_Description of the task:_ All records are to be transcribed in full; any pictures among them are to be skipped.

_The input:_

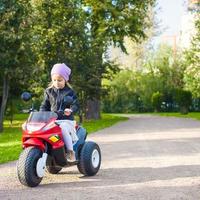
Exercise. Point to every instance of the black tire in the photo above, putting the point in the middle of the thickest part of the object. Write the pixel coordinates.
(87, 164)
(26, 167)
(51, 166)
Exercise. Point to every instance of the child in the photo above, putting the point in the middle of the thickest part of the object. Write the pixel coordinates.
(54, 101)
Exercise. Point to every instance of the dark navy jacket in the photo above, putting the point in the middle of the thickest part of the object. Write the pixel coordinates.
(54, 101)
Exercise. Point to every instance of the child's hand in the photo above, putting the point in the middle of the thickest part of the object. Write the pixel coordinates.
(67, 111)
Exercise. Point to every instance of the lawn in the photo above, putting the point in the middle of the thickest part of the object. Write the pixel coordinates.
(10, 139)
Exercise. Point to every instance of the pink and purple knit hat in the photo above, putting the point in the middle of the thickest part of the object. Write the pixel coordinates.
(62, 70)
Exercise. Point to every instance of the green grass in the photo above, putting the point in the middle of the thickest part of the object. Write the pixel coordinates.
(194, 115)
(10, 139)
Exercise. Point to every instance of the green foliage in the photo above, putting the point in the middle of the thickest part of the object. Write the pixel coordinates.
(157, 99)
(131, 91)
(192, 57)
(184, 100)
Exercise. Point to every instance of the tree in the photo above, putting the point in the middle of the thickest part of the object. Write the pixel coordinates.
(184, 100)
(14, 53)
(111, 22)
(192, 57)
(79, 33)
(156, 100)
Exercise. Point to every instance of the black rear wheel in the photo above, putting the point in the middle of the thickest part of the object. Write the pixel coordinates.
(51, 166)
(26, 167)
(90, 159)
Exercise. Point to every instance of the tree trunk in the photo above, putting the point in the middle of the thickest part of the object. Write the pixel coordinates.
(93, 109)
(4, 100)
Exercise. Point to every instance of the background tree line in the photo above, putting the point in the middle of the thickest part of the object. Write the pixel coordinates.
(35, 34)
(165, 81)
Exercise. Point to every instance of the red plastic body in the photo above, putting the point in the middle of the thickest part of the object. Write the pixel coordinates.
(40, 137)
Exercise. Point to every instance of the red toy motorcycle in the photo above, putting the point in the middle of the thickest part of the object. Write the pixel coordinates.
(43, 147)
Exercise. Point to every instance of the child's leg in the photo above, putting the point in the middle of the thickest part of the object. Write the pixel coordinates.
(66, 136)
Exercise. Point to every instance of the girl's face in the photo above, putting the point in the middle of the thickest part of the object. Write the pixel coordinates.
(58, 81)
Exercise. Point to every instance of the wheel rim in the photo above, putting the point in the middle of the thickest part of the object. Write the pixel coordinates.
(95, 158)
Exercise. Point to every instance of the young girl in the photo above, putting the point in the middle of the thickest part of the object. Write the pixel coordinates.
(54, 101)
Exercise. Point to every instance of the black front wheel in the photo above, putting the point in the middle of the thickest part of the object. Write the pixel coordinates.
(26, 167)
(90, 159)
(51, 166)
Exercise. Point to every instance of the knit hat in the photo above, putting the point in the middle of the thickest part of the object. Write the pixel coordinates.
(61, 69)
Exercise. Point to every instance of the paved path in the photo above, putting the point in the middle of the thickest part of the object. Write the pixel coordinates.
(144, 158)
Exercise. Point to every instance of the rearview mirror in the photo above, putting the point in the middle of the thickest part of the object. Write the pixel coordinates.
(26, 96)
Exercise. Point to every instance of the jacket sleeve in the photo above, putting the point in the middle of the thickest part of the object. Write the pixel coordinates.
(45, 106)
(75, 104)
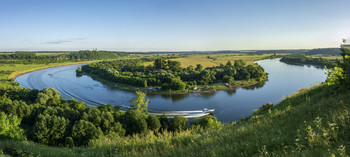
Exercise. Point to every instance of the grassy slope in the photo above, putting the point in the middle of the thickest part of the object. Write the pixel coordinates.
(271, 132)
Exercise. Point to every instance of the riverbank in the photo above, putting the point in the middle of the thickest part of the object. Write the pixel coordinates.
(199, 89)
(13, 75)
(312, 122)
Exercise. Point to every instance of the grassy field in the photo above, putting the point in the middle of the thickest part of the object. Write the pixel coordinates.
(326, 57)
(209, 60)
(313, 122)
(49, 54)
(10, 71)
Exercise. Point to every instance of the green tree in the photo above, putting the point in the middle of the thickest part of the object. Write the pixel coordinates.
(239, 63)
(199, 67)
(84, 131)
(10, 127)
(177, 84)
(50, 129)
(178, 123)
(174, 65)
(160, 64)
(139, 102)
(69, 142)
(49, 96)
(228, 79)
(135, 122)
(153, 123)
(117, 130)
(345, 65)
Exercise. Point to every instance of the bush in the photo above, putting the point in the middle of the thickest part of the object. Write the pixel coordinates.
(153, 123)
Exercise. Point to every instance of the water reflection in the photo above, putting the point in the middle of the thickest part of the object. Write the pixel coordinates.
(229, 105)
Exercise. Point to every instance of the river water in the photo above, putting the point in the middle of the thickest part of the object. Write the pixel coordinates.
(229, 105)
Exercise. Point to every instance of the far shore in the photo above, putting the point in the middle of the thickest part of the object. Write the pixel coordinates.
(18, 73)
(213, 88)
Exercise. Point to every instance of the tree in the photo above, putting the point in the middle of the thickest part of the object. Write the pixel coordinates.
(135, 122)
(49, 96)
(117, 129)
(199, 67)
(239, 63)
(69, 142)
(160, 63)
(345, 65)
(50, 129)
(153, 123)
(164, 122)
(207, 76)
(228, 79)
(174, 65)
(10, 127)
(139, 102)
(177, 84)
(84, 131)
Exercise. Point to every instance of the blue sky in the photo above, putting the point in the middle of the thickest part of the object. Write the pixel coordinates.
(172, 25)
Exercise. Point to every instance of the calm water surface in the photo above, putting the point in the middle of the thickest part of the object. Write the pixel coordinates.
(229, 105)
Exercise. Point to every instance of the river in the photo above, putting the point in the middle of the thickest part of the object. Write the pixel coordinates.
(229, 105)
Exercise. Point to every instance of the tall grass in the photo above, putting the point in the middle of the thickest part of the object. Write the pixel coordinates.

_Exercise answer:_
Exercise. Point to every instance of the black tire in the photo above, putting the point in the middle of the thickest part of the object. Write the pixel coordinates.
(87, 164)
(26, 167)
(51, 166)
Exercise. Point to every instance of the child in the photo above, putting the point in the middle of the thickest part of the object. Write the pixel coordinates.
(54, 101)
Exercise. Point to every instance of the dark navy jacket in the photo above, putting the point in the middle of the thickest part of the object. Write the pixel coordinates.
(54, 101)
Exercise. Point to every instance of the child's hand in the photo above, putting the point in the middle of the thickest part of the object. Write the pixel coordinates.
(67, 111)
Exercise. Point to every instance of the lawn in the photo above, putting the point in the middle of the thickest part of the object. Write the pixel coordinates.
(10, 139)
Exercise. Point to every instance of the pink and purple knit hat in the photo above, putting the point in the middle of the thickest part of the object. Write the pixel coordinates.
(62, 70)
Exercise. Point to every instance of the green grass in the photo above, putting the point in the middle of the thickest part of the object. Write the pixel coordinates.
(194, 115)
(10, 139)
Exercise. Point to every instance of the green foliage in the photo above, putting the point in the middle of the thickest part of the object. Write the pixel coordinates.
(157, 99)
(131, 91)
(192, 57)
(184, 100)
Exercise. Point to every instance of the tree in the photo above, putting the point in the middle of the thickest part of the object. Write the pixel coordinates.
(184, 100)
(14, 53)
(111, 22)
(192, 57)
(79, 33)
(156, 100)
Exercise. Point to every instance of the black rear wheel in the photo above, putting the point in the middle of the thickest part of the object. Write the pixel coordinates.
(51, 166)
(26, 167)
(90, 159)
Exercise. Point to every instance of the tree trunk in the photo above, putting the point in the middle of the thickest part of the object. Write the pixel coordinates.
(93, 109)
(4, 100)
Exercise. Point to every instance of the background tree line in the photo above, putting the point in the middle of the thickest part of the object. Write the pixel coordinates.
(35, 34)
(165, 81)
Exercise. Point to every instance of the red plastic body in the photo above, putting the point in the middle of the thickest part of the object. Write the pixel coordinates.
(40, 137)
Exercise. Point to every instance of the red toy motorcycle in the photo above, putting the point in the middle of the thickest part of the object. Write the pixel coordinates.
(43, 147)
Exercise. Point to every instance of the child's leg in the photo above, putting the point in the middle of the thickest part of the object. Write the pixel coordinates.
(66, 136)
Exercise. Point to every instance of the girl's face in the photo above, putting the point in the middle of the thickest part of the object. Write the pixel coordinates.
(58, 81)
Exercise. Point to every instance of the wheel rim in the photo above, putting the point in the middle of the thickest part of the object. Write the pixel coordinates.
(95, 158)
Exercise. Point to every instance of the young girl in the photo above, putting the point in the middle of the thickest part of the object. Write the pixel coordinates.
(54, 101)
Exercise. Point to every instance of the black front wheel in the photo above, putting the point in the middle of the thickest part of the object. Write the pixel coordinates.
(26, 167)
(90, 159)
(51, 166)
Exercise. Point to every instance of the knit hat in the photo above, putting the point in the middle of the thickest part of the object. Write the pixel coordinates.
(61, 69)
Exercise. Point to every instance of the paved path in the photo above, putting the point in the middle of the thickest part of the object. Write the pixel coordinates.
(144, 158)
Exercise. Point to every instance of the rearview mirror in the photo above, putting the point in the middle of the thickest part of the object. Write the pixel coordinates.
(26, 96)
Exercise. Point to every instance of the jacket sleeve in the photo above, putting the point in the middle of the thickest part of the object. Write the pixel coordinates.
(45, 106)
(75, 104)
Exercise. Point to every instance of the grassy slope in the photo above, putting the point in the middle of the thickest part of the object. Write the pixel coordinates.
(271, 132)
Exercise. Point to every instance of the riverbank in the photo above, putting the point in the middle of the thickest part of the object. Write the pixel coordinates.
(199, 89)
(13, 75)
(312, 122)
Exercise. Point to every instance of the grassy field in the photo above, putting the point in the middle of the thickest part of the object. Write the pixel coordinates.
(326, 57)
(209, 60)
(313, 122)
(49, 54)
(10, 71)
Exercise. Point to every instance of the green tree in the photo above, putting the point in the middle of the thickest part of the object. Write the pixel coordinates.
(239, 63)
(199, 67)
(84, 131)
(10, 127)
(177, 84)
(50, 129)
(178, 123)
(174, 65)
(160, 64)
(139, 102)
(69, 142)
(49, 96)
(228, 79)
(135, 122)
(153, 123)
(117, 130)
(345, 65)
Exercise. Point to every instance of the bush in the photo above, putting the point in the middle of the thickest part of the object. Write the pixel coordinates.
(153, 123)
Exercise. Point to every instance of the water reflection in the photo above, putting the point in the middle of the thickest part of the object. Write the pixel coordinates.
(229, 105)
Exercise. Point to every instance of the river water in the photo above, putting the point in the middle of the thickest part of the object. Write the pixel coordinates.
(229, 105)
Exercise. Point to every instance of the far shore in the photo above, putting the point in the middle of the thickest part of the object. Write the pixel coordinates.
(18, 73)
(213, 88)
Exercise. Point to every instance of the tree in the photo above, putting the point in the middle of the thickest part of the object. Write the pixel coordinates.
(135, 122)
(49, 96)
(117, 129)
(199, 67)
(239, 63)
(69, 142)
(160, 63)
(345, 65)
(50, 129)
(153, 123)
(164, 122)
(207, 76)
(228, 79)
(174, 65)
(10, 127)
(139, 102)
(177, 84)
(84, 131)
Exercise. Point to every instance of the blue sky in the photo above, putting the point in the middle of the thickest part of the object. Write the pixel coordinates.
(172, 25)
Exercise. Point to every instance of the calm water surface in the photo above, putting the point in the middle of the thickest part of the object. Write the pixel coordinates.
(229, 105)
Exercise. Point to every instance of the river in the photo above, putting the point in the middle of the thickest part of the object. Write the pixel coordinates.
(229, 105)
Exercise. Point to every instance of the tall grass in the photo above, putting the point in the middle of the thickest part of the object. Write the pixel coordinates.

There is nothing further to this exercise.